* _Work instruction_
Wherever a line in the data holds the word "shirt", pull that line out.

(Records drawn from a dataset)
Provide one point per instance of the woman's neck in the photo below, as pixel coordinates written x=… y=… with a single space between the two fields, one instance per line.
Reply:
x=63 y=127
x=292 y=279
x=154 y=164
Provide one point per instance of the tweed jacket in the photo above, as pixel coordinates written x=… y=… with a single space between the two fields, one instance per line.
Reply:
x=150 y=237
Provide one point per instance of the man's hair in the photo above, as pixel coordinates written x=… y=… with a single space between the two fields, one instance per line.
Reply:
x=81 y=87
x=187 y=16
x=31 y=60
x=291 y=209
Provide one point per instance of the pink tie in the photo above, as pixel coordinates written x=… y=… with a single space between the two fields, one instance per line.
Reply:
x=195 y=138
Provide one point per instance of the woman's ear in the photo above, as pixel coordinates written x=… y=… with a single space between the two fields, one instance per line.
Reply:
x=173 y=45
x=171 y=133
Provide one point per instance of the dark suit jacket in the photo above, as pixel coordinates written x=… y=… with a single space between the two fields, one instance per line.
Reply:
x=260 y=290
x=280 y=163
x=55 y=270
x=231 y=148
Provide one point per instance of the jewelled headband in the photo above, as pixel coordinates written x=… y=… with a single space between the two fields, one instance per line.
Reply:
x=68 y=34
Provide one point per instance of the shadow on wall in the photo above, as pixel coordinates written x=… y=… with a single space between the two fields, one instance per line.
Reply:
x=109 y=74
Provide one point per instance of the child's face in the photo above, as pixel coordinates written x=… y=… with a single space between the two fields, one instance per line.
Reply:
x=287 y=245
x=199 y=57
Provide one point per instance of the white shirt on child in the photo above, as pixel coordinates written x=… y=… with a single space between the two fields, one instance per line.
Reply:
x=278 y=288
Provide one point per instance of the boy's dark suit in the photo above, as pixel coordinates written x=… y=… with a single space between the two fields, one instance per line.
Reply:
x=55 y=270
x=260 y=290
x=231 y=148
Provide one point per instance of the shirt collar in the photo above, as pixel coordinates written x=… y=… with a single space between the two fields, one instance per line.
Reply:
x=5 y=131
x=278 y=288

* _Written solution_
Provide one point per instance of the white shirt on child in the photo above, as pixel coordinates written x=… y=… with a single space between the two fields, one instance per line.
Provide one point per instance of the shirt collar in the photo above, as pixel coordinates written x=… y=… with a single space between the two fields, one instance per line.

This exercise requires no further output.